> Work instructions
Scale the lines below by copying every one of them in full and multiplying each pixel coordinate in the answers by 0.2, rounding to whole numbers with halves going up. Leave the pictures out of your reply.

> Raw data
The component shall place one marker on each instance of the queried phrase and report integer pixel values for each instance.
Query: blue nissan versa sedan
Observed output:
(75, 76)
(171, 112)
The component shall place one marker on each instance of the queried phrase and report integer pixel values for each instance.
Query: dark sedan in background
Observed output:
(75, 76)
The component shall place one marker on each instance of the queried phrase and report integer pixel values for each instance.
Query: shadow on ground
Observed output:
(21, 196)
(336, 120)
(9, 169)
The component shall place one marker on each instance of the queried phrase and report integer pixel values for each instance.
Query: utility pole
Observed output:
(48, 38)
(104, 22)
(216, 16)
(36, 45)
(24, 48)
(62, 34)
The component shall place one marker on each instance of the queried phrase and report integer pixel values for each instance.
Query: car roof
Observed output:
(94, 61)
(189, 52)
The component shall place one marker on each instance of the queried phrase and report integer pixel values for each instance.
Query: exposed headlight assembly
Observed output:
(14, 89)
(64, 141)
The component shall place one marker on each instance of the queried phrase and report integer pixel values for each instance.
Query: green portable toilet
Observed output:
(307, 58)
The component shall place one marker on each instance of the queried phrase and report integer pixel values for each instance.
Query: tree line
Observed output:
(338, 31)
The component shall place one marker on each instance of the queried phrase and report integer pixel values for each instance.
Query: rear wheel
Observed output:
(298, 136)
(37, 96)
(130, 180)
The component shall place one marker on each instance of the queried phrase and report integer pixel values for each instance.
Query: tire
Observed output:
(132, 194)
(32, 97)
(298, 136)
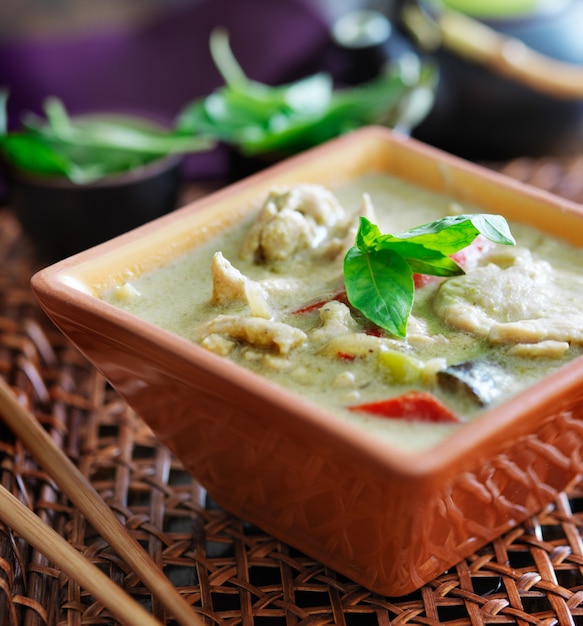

> Full response
The component shall place one marker on each instance of the queried phrase and report integer pixel values for each instance.
Query: blue nissan versa sedan
Observed output:
(15, 15)
(34, 22)
The component shall place one marker on each instance of the queried phrase and report integer pixel values for each instance.
Query: dark sedan in background
Observed output:
(15, 15)
The component shall place one marker on each instance of the queried phrase and report integer pixel values for each instance.
Query: shadow on ground
Observed output:
(4, 39)
(67, 24)
(2, 34)
The component shall place one marker on each instance of the queried phrase and report integer pixel values for each instance.
Query: utility pole
Observed output:
(10, 8)
(21, 4)
(43, 3)
(7, 9)
(5, 10)
(12, 7)
The component shall place one marker on each instance of the queried phrase and report integer pixel values for each instance.
Query: car roof
Observed output:
(19, 12)
(38, 10)
The component shall place one marker on each instance of the queried phrase and report integer pixel values for each instance.
Query: exposed headlight assembly
Observed output:
(3, 18)
(13, 28)
The component shall place one marker on each instance of the queried phrase and report integer pixel values for each instance.
Query: green portable toilet
Observed output:
(61, 12)
The component shall place one marker on each instance of the queried phrase and report integer pixel values for each instance.
Query: tree line
Observed output:
(68, 6)
The component shall place one marker on each instance of the queried phrase and report integer pixel values for each instance.
Query: rear wheel
Observed output:
(60, 27)
(7, 19)
(26, 36)
The component shall place one marker on each instance of the queried phrase and report integer pixel values for each instance.
Query: tire
Observed output:
(26, 39)
(6, 19)
(60, 27)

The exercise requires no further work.